• OBJECTIF DU TRAVAIL
Prolongez l'article sur la condamnation de la journaliste Gao Yu en reprenant juste après sa dernière phrase.

• EXTRAIT SOURCE
Une éminente journaliste chinoise, récompensée par plusieurs prix internationaux, a été condamnée vendredi à Pékin à sept ans de prison pour divulgation de "secrets d'Etat", les autorités muselant ainsi une "voix libre" selon les militants des droits de l'homme.
La lourde peine infligée à Gao Yu, 71 ans, vient confirmer que le régime du président Xi Jinping ne veut accorder aucun répit aux intellectuels porteurs d'idées réformistes, jugés dangereux pour le maintien au pouvoir du Parti communiste.
Mme Gao fut la première lauréate en 1997 du Prix mondial de la liberté de la presse de l'Unesco. L'an dernier, Washington s'était dit "très préoccupé" par le sort de la journaliste d'investigation.
Gao Yu est reconnue coupable "d'avoir transmis des secrets d'Etat à des étrangers", a indiqué le tribunal sur son compte officiel de microblogs.
Shang Baojun, l'un des avocats de la condamnée, s'est dit "très déçu" par le jugement.

[Entrées enregistrées]
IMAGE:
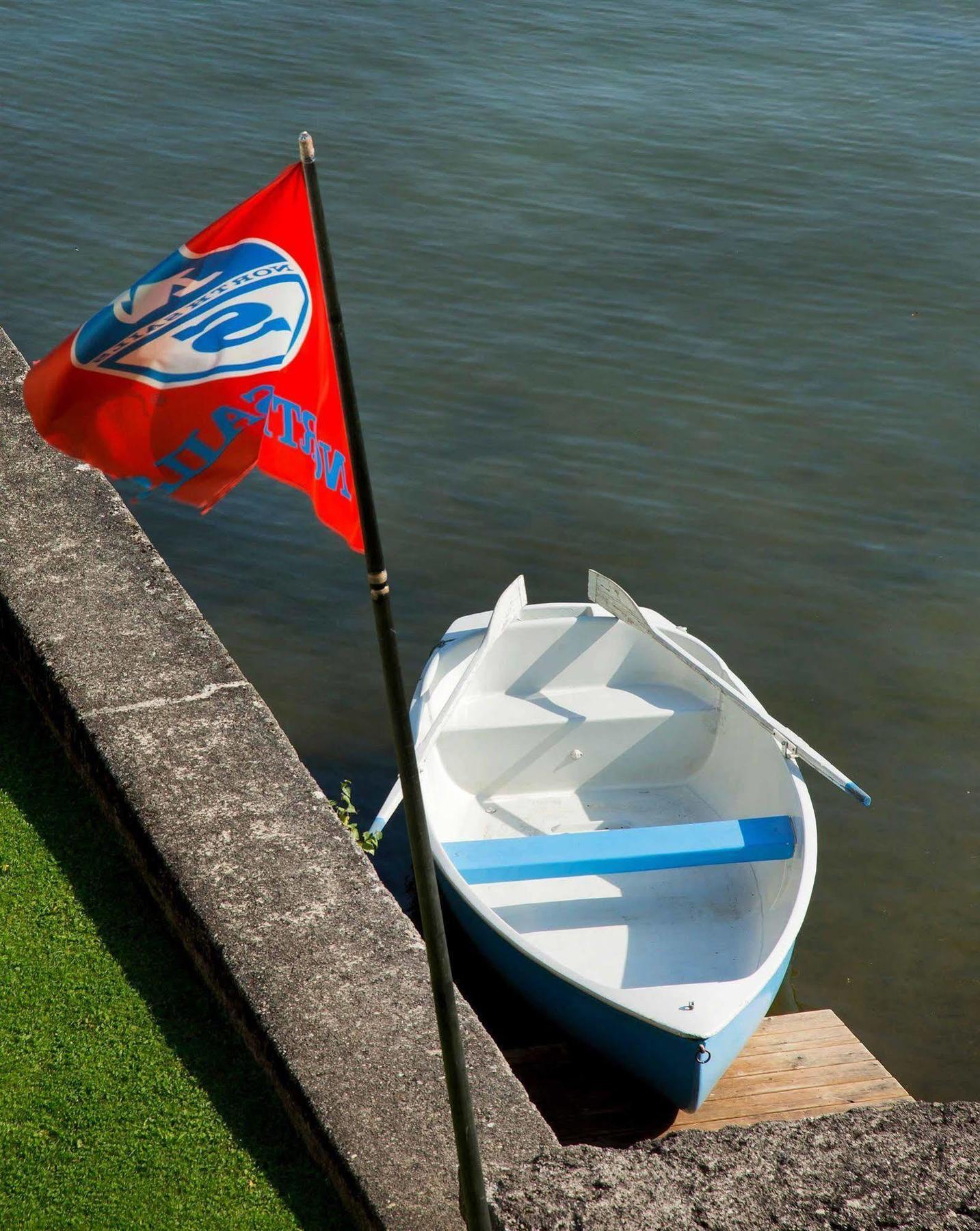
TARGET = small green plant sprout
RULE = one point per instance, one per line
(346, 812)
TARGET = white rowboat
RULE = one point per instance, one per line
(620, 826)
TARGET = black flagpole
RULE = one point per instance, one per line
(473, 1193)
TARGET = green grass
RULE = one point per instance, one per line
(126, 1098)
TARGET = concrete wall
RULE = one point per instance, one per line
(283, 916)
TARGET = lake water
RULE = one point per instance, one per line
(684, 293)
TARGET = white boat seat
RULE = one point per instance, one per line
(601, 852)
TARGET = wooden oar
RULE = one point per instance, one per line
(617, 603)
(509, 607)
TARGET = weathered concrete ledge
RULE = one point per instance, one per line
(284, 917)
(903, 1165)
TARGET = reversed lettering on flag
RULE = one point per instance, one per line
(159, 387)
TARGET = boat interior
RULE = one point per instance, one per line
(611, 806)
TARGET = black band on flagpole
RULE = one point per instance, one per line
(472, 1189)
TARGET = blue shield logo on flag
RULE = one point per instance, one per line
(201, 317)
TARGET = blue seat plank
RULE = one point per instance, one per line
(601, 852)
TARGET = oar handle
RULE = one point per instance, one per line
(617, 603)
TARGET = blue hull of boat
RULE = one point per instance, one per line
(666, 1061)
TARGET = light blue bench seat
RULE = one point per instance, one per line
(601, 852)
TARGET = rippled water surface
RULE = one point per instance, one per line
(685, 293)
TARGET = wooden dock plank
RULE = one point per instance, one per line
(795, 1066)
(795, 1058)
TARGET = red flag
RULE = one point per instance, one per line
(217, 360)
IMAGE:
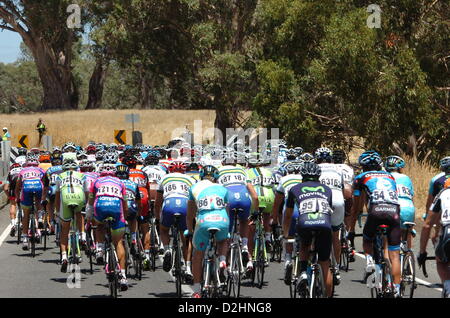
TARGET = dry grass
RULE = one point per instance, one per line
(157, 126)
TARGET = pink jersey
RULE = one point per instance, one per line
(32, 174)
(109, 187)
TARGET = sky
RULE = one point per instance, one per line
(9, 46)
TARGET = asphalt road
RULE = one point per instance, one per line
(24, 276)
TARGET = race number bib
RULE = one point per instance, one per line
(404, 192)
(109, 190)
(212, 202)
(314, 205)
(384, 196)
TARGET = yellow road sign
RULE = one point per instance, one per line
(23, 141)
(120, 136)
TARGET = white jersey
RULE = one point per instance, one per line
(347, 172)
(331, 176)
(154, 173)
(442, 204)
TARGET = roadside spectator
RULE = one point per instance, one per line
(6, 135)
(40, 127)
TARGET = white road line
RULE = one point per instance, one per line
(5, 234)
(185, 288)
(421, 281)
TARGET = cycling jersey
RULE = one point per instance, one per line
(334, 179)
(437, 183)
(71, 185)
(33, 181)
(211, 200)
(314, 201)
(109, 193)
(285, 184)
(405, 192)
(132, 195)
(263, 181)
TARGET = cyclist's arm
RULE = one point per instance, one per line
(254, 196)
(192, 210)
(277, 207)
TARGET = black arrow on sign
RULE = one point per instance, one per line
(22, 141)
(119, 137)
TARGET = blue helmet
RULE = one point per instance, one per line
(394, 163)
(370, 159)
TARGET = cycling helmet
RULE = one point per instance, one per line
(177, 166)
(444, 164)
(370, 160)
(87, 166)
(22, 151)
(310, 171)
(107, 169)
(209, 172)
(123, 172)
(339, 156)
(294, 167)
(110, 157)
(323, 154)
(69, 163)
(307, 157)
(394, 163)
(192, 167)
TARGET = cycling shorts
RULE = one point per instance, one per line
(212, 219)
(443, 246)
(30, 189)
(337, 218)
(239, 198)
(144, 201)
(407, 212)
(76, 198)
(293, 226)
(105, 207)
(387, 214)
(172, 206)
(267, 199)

* * *

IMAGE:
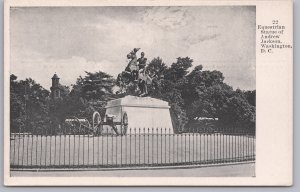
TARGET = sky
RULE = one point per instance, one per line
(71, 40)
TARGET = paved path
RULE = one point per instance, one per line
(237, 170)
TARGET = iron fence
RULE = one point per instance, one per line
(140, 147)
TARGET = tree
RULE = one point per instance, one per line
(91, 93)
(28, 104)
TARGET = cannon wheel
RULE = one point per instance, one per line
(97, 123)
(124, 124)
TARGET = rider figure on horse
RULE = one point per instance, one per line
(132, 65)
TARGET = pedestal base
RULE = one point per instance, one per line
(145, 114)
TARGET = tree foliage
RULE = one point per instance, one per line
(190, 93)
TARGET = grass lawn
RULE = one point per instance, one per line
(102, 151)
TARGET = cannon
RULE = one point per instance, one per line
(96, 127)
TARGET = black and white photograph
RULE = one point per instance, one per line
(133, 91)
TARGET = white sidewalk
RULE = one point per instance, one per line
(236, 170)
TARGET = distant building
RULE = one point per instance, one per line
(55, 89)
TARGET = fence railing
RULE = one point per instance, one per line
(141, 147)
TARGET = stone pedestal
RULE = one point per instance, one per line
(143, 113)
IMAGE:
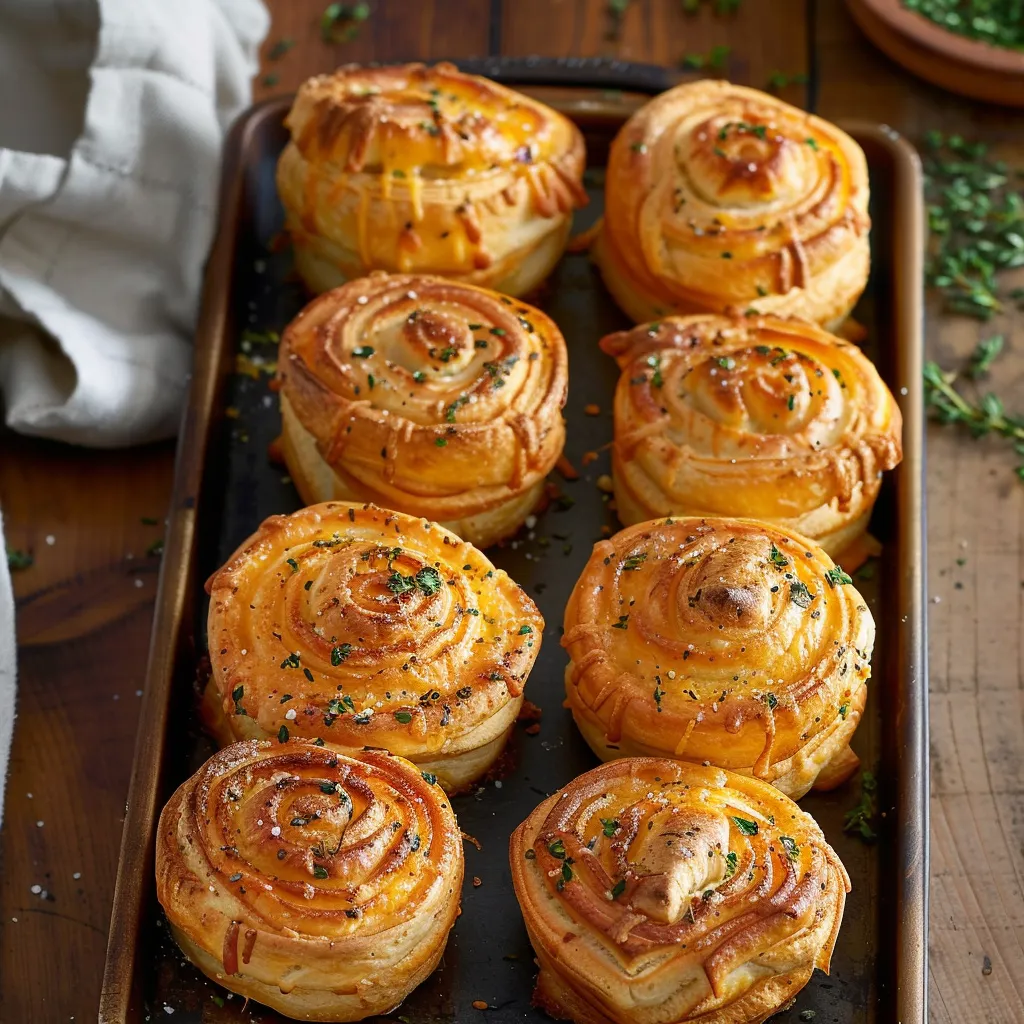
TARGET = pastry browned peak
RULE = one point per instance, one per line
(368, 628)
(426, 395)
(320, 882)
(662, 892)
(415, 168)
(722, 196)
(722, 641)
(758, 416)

• RÉPONSE ATTENDUE
Juste après l'énoncé du verdict, Gao Yu a exprimé d'une "voix forte" son intention d'interjeter appel, mais on ne lui a pas laissé l'occasion de s'exprimer davantage, a relaté l'avocat.
Les Etats-Unis ont appelé vendredi les autorités chinoises à remettre immédiatement Gao Yu en liberté et "à respecter les engagements qu'elles ont pris sur les droits de l'homme", a indiqué à l'AFP un responsable du département d'Etat.
"La condamnation de Gao Yu, une journaliste chevronnée, s'inscrit dans une tendance inquiétante de l'action gouvernementale à l'encontre d'avocats qui défendent des causes d'intérêt général, de cyber-militants, de journalistes, de dignitaires religieux et de bien d'autres qui remettent pacifiquement en question la politique chinoise officielle", a poursuivi ce responsable qui a souhaité conserver l'anonymat.
Amnesty International a immédiatement dénoncé un "affront à la justice" et une "attaque contre la liberté de la presse". Gao Yu est "victime d'une loi sur les secrets d'Etat, arbitraire et formulée de façon vague, qui sert à réprimer les militants de la liberté d'expression", a souligné William Nee, expert de la Chine chez Amnesty.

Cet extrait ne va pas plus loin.